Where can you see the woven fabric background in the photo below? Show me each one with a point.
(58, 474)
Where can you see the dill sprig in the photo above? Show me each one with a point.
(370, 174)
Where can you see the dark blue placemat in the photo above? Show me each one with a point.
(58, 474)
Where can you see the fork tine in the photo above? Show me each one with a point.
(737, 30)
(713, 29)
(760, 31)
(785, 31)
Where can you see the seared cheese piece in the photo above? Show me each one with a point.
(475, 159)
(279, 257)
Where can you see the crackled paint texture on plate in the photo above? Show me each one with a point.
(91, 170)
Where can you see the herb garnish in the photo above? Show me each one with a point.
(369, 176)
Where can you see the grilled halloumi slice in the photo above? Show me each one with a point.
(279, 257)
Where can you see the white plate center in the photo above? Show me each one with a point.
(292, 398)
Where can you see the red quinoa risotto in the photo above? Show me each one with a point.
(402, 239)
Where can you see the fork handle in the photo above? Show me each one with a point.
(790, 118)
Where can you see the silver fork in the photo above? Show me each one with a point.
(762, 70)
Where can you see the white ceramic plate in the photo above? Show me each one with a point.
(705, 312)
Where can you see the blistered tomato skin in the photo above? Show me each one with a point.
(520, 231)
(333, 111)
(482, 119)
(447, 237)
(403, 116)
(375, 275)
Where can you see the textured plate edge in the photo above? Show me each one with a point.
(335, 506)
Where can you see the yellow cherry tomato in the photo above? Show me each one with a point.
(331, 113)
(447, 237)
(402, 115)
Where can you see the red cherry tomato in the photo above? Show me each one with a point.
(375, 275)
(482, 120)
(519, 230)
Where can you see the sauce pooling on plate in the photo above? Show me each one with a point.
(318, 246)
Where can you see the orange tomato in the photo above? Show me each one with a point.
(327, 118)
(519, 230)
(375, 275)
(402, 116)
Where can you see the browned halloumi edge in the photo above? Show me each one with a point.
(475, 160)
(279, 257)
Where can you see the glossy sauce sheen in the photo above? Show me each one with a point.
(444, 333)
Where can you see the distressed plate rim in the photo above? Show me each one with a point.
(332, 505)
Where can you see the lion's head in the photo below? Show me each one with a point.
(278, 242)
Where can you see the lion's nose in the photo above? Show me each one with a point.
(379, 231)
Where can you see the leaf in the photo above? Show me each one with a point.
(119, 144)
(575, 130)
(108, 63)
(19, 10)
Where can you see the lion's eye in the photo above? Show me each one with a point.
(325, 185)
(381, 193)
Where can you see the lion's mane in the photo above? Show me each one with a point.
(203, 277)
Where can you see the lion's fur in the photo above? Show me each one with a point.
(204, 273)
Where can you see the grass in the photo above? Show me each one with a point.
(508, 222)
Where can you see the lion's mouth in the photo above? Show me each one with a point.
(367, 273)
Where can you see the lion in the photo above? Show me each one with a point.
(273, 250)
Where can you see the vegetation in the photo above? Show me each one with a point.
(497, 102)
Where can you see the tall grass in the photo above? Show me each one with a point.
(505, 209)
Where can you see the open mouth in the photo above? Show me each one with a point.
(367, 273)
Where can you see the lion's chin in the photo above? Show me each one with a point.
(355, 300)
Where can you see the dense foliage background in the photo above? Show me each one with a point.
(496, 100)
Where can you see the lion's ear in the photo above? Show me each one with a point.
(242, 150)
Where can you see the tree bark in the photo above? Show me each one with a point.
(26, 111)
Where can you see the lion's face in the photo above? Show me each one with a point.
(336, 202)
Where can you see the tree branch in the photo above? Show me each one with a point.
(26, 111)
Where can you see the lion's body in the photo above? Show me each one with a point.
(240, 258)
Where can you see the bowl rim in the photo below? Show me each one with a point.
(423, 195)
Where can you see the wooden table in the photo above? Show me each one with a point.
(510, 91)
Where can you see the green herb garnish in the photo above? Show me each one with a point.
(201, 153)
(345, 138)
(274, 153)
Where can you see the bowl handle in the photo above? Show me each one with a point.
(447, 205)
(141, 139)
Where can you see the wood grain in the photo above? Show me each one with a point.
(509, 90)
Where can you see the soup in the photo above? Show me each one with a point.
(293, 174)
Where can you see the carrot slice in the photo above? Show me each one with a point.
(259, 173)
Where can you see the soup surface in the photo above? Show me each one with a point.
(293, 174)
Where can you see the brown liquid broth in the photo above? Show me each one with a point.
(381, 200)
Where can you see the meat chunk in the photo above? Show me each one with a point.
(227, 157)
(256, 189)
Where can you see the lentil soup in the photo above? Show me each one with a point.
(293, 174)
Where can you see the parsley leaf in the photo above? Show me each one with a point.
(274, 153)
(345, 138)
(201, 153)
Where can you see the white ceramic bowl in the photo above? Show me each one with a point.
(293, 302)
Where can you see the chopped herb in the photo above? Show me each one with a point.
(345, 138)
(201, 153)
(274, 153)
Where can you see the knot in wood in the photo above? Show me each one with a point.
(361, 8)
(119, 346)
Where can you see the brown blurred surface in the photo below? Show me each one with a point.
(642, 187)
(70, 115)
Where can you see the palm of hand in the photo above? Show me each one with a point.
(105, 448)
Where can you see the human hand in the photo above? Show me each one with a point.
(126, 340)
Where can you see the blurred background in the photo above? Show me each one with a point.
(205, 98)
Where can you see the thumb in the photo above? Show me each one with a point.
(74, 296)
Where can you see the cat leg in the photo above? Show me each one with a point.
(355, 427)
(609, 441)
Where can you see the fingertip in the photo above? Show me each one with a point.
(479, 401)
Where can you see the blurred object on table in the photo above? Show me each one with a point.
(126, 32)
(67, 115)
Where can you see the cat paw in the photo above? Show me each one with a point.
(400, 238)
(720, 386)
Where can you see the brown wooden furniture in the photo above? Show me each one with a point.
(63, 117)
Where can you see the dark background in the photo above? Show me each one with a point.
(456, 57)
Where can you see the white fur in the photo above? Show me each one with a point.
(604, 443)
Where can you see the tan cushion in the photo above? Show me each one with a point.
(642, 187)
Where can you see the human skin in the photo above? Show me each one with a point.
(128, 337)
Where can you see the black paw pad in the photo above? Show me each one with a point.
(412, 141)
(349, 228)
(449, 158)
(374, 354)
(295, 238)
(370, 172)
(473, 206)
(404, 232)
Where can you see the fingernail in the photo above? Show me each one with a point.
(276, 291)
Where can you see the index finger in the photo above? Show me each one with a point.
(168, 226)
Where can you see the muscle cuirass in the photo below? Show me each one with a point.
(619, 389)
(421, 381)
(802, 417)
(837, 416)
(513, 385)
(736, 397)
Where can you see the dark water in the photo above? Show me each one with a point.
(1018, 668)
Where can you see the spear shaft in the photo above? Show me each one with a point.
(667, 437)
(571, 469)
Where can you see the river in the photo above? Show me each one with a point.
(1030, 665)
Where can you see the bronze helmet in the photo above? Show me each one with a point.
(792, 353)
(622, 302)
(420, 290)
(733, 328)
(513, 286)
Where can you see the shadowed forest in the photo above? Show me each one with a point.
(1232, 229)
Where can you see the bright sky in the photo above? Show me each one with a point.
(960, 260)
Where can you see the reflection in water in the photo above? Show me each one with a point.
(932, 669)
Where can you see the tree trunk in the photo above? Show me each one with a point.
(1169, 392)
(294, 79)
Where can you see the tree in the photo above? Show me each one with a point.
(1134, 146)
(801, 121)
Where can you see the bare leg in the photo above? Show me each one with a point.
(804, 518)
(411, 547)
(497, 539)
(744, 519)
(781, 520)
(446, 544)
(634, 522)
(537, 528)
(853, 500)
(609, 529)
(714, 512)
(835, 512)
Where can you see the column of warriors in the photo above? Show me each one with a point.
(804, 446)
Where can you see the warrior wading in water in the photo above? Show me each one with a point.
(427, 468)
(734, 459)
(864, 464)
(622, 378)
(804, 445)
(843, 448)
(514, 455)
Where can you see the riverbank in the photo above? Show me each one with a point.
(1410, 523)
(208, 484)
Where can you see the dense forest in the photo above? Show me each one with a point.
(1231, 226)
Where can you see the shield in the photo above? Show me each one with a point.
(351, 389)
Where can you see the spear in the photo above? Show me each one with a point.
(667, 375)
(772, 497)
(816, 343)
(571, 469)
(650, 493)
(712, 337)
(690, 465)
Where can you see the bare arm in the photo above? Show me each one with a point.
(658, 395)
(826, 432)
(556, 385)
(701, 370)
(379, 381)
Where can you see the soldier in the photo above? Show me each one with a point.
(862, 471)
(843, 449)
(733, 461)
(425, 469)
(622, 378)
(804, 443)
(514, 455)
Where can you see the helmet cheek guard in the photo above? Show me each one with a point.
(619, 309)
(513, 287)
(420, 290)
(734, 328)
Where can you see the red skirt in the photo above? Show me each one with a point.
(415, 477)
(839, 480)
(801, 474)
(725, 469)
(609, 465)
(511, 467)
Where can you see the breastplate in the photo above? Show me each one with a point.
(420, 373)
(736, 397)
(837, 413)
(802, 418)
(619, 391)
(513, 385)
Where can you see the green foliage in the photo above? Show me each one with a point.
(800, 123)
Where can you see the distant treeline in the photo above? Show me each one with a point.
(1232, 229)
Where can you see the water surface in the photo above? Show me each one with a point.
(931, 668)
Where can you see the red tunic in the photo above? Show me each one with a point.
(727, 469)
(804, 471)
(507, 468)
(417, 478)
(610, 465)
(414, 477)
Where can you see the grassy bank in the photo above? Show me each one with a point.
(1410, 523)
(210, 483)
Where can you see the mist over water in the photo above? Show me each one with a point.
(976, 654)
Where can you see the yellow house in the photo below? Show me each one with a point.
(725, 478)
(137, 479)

**GIVEN TASK:**
Write out exactly the lines of the entries above that run from the line containing "Where can you see the breastplate" through the last line, including both.

**EXERCISE RESULT:**
Where can you see the breastplate in the photo above? Show me each one with a point.
(420, 373)
(736, 397)
(837, 413)
(802, 418)
(619, 391)
(513, 385)
Where can you see the green foliage in the photo above? Show me each one with a point.
(800, 123)
Where can you see the distant treeline in the photo above? Show me each one with a point.
(1232, 229)
Where can you see the water surface in the photo above? Show me each one with a point.
(931, 668)
Where can you see the red tunic in the photo above? Show me each one with a point.
(727, 469)
(804, 471)
(507, 468)
(417, 478)
(610, 465)
(414, 477)
Where can you see the grassy bank in the photo above? Show me each one with a point.
(1410, 523)
(210, 483)
Where can you see the mist over water in the photo above? Show me each one with a point.
(976, 654)
Where can you see the yellow house in the photo below? Show me each one with a point.
(725, 478)
(137, 479)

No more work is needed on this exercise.